▶ **WHAT THE TASK ASKS**: When you output the entries, begin with the first line and end with the line containing "Query: grass clump", keeping each line exactly as it is.

[Collected data]
Start of Block

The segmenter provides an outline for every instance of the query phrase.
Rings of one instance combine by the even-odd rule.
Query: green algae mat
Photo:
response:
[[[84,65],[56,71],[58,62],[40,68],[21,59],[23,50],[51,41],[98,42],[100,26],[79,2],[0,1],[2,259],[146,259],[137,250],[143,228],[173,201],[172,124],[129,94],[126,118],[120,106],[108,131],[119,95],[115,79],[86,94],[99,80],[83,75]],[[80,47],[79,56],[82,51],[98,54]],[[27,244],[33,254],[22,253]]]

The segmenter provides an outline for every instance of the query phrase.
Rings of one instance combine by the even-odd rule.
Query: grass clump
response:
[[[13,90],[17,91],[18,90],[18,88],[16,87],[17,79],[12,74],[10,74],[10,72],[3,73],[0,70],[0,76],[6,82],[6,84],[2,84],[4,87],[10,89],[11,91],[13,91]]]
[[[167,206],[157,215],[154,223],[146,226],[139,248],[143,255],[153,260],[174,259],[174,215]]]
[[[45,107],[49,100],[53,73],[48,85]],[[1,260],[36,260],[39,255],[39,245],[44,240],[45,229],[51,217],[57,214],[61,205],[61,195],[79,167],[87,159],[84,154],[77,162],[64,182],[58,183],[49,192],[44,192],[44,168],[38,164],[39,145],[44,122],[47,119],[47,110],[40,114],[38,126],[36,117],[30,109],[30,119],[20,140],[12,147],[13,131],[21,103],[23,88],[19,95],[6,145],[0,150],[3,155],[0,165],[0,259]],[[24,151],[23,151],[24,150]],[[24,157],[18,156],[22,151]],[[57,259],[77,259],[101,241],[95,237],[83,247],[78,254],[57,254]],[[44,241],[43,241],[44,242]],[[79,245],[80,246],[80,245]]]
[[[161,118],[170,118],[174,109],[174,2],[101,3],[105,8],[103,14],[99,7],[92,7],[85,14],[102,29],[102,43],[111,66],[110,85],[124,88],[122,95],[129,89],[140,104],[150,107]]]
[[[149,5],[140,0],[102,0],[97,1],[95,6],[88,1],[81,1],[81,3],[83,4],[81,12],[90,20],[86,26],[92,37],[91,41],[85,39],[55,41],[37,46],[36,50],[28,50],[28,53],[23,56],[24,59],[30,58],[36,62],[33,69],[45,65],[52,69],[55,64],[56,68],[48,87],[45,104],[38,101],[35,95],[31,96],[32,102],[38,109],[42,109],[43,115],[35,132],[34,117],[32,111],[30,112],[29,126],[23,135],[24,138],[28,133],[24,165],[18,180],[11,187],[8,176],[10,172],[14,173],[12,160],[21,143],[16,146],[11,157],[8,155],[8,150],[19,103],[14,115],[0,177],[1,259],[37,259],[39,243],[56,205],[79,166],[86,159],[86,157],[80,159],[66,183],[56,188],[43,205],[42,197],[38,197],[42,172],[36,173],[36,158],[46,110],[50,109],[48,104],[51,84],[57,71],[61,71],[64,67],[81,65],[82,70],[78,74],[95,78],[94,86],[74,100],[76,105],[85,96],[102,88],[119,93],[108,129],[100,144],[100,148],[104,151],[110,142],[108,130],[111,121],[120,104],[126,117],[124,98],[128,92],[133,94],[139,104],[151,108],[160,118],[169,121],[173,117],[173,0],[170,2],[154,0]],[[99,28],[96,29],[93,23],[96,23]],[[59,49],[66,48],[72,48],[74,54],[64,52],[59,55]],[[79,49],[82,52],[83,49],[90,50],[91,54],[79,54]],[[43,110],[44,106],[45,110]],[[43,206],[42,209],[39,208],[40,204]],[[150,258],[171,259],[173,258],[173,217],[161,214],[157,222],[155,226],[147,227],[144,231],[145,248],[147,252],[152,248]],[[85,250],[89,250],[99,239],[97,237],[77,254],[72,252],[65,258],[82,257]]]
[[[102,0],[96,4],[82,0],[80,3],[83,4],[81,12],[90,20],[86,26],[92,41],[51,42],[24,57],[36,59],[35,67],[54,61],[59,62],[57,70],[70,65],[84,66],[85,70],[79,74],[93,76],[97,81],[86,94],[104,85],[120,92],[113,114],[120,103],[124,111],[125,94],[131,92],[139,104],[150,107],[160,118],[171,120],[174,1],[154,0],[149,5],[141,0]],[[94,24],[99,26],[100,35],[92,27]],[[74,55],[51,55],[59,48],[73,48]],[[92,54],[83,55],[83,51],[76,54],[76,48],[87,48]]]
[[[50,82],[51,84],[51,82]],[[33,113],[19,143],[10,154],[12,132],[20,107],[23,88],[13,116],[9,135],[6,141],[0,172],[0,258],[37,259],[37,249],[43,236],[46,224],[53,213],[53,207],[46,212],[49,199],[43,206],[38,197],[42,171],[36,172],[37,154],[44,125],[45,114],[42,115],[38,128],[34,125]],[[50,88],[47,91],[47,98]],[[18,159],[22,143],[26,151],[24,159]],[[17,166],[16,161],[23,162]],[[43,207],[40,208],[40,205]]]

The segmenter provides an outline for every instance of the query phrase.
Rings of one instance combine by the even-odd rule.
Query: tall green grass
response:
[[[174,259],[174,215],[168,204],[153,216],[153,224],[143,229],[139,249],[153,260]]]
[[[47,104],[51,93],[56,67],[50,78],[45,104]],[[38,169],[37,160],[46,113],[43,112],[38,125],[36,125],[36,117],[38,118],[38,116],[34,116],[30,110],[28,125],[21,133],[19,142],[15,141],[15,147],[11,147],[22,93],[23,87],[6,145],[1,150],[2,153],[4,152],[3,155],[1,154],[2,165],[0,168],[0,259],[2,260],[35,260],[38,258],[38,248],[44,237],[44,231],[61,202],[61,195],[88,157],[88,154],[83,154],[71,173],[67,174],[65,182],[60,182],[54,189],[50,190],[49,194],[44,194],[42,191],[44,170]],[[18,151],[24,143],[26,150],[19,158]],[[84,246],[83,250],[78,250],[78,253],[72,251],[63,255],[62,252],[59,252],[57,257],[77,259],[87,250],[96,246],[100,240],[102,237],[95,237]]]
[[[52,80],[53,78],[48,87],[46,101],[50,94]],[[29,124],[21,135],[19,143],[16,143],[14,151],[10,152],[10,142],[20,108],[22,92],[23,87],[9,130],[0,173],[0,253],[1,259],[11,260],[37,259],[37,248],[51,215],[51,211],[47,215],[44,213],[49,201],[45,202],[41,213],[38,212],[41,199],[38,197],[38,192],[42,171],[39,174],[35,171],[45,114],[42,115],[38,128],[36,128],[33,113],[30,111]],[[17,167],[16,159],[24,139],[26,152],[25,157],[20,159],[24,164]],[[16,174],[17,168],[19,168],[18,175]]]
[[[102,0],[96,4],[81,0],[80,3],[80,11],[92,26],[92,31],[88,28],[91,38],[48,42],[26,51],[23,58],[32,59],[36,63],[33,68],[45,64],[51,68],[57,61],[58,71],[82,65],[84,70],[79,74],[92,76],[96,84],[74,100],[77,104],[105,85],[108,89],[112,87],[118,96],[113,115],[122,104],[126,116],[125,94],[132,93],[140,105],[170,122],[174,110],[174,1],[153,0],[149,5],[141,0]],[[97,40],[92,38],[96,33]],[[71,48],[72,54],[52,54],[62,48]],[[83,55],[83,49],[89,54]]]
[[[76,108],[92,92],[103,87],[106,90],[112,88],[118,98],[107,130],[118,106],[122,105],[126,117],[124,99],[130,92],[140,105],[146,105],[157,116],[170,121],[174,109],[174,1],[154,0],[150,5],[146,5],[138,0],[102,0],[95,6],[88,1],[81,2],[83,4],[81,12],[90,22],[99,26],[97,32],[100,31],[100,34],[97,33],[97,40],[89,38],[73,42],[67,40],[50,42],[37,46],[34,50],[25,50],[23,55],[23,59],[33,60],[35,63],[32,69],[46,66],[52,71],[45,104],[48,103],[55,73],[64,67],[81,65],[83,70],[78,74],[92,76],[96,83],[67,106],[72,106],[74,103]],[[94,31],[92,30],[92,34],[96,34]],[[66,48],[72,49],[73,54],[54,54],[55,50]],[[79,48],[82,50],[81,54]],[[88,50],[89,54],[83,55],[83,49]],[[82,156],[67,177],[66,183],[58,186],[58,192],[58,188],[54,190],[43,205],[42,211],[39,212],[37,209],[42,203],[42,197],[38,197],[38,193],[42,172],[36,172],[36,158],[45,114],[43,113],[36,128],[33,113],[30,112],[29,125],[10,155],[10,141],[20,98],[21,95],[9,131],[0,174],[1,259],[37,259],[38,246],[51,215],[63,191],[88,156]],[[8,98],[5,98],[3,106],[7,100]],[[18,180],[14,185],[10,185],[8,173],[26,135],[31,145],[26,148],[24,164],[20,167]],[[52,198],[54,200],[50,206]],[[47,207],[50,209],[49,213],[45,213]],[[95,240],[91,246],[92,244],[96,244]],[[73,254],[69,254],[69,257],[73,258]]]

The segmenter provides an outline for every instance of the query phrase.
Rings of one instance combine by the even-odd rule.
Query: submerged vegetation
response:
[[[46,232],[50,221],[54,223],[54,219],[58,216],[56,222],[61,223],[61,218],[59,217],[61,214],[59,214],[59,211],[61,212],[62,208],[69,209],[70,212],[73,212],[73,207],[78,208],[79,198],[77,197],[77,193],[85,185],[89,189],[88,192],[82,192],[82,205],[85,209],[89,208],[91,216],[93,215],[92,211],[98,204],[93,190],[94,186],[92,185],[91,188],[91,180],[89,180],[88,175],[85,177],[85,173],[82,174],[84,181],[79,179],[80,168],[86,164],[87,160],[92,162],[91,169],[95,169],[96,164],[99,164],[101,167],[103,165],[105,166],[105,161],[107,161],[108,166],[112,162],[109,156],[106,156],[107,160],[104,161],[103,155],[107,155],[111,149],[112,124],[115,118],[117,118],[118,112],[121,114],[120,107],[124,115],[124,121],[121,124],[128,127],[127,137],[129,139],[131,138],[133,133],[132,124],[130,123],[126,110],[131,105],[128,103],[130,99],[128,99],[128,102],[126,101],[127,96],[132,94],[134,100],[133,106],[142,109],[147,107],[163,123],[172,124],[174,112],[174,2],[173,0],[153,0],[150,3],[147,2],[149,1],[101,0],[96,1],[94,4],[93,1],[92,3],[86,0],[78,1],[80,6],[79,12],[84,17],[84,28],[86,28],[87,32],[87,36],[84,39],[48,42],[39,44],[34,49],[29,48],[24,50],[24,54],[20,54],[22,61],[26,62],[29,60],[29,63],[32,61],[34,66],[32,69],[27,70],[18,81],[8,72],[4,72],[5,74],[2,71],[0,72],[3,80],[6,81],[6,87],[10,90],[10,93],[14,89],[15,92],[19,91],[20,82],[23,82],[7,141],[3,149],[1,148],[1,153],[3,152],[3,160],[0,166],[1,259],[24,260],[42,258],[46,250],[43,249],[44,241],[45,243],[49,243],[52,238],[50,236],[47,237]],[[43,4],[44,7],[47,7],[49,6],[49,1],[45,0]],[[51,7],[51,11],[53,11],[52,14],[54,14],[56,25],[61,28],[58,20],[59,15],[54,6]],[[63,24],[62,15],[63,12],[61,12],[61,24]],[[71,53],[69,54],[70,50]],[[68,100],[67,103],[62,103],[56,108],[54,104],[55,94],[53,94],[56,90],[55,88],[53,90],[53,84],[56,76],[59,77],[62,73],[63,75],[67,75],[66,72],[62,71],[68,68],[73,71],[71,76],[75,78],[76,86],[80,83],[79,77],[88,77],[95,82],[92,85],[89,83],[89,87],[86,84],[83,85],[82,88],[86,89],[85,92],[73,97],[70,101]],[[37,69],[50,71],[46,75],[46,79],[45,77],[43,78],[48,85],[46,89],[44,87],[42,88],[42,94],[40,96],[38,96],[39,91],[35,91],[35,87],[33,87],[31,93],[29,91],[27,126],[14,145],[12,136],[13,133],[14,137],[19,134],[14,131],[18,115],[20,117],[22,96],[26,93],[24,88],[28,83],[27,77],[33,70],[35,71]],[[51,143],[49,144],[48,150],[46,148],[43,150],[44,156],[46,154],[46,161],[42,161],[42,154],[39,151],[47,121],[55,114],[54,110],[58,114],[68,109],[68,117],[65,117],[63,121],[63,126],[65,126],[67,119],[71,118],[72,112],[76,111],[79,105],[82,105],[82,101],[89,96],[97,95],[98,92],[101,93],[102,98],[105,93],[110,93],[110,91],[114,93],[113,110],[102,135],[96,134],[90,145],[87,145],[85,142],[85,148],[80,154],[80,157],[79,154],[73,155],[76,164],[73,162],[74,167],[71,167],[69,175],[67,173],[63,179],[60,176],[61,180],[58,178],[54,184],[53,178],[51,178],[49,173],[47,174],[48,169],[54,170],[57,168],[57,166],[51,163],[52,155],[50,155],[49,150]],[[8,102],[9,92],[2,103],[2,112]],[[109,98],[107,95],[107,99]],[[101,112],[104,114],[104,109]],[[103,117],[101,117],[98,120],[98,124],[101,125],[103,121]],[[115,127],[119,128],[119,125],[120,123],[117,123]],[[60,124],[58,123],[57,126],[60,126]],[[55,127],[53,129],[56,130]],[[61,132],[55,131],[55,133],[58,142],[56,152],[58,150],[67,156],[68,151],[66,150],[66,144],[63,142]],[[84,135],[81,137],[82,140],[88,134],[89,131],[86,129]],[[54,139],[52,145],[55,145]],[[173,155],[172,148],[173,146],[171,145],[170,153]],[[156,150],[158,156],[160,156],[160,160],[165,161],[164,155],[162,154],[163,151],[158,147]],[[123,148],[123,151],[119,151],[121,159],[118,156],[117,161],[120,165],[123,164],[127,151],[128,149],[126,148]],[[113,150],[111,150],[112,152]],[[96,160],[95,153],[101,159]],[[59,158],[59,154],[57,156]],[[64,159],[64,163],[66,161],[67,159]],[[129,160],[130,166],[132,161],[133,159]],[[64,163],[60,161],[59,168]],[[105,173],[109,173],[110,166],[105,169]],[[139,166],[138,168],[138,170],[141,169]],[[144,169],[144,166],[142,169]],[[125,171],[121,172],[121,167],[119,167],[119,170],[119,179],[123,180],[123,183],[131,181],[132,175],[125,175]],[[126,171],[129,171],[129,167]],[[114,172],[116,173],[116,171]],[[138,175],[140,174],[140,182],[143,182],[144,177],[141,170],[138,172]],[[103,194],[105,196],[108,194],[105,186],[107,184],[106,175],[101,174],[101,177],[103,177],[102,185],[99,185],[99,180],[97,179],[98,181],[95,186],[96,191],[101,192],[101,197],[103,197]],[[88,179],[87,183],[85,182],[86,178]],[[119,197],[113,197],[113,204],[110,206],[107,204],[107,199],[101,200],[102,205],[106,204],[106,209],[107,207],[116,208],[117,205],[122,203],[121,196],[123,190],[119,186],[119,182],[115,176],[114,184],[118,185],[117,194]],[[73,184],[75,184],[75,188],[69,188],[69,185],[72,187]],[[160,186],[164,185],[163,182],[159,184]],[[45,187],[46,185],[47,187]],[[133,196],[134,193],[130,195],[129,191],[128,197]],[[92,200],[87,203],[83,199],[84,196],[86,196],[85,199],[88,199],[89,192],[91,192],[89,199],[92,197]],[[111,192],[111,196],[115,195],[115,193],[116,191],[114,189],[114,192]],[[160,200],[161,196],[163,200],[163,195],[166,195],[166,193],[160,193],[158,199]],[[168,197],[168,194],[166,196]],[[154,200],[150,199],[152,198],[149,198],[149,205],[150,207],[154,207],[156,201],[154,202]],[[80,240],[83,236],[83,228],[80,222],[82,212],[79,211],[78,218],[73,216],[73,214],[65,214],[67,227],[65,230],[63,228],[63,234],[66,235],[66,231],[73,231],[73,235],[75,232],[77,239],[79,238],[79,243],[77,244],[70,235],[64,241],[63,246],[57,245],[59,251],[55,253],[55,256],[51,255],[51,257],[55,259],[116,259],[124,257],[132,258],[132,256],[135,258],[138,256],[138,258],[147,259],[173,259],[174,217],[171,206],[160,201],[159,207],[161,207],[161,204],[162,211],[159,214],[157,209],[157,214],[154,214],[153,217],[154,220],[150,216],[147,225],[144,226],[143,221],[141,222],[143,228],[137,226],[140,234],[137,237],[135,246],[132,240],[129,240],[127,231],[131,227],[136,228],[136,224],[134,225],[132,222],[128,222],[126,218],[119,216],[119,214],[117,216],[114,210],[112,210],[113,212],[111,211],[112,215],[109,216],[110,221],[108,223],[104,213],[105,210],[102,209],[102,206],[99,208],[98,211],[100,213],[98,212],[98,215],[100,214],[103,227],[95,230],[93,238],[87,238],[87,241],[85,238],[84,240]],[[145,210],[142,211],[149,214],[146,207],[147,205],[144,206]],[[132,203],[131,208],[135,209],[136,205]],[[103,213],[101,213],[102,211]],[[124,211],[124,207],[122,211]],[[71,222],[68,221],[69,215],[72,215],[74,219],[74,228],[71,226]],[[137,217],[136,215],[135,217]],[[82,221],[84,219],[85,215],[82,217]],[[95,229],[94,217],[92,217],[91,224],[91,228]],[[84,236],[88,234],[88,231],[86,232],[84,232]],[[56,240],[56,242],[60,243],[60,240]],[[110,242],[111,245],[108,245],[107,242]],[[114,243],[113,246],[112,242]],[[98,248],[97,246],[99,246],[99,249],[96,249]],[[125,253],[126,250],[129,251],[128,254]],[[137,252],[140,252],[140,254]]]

End of Block

▶ **SOLUTION TO THIS EXERCISE**:
The segmenter provides an outline for every instance of the query phrase.
Rings of one instance combine by the even-odd rule.
Query: green algae mat
Photo:
response:
[[[84,65],[56,71],[58,62],[40,68],[21,59],[23,50],[51,41],[98,42],[100,26],[79,2],[0,1],[2,259],[146,259],[137,250],[143,228],[173,201],[172,124],[129,94],[126,118],[120,106],[108,131],[119,95],[115,79],[86,94],[99,80],[83,75]],[[80,47],[79,56],[82,51],[98,54]],[[27,244],[33,254],[22,253]]]

The segmenter provides an outline for every instance of the query phrase.
Rings of one instance combine by the even-odd rule.
Query: grass clump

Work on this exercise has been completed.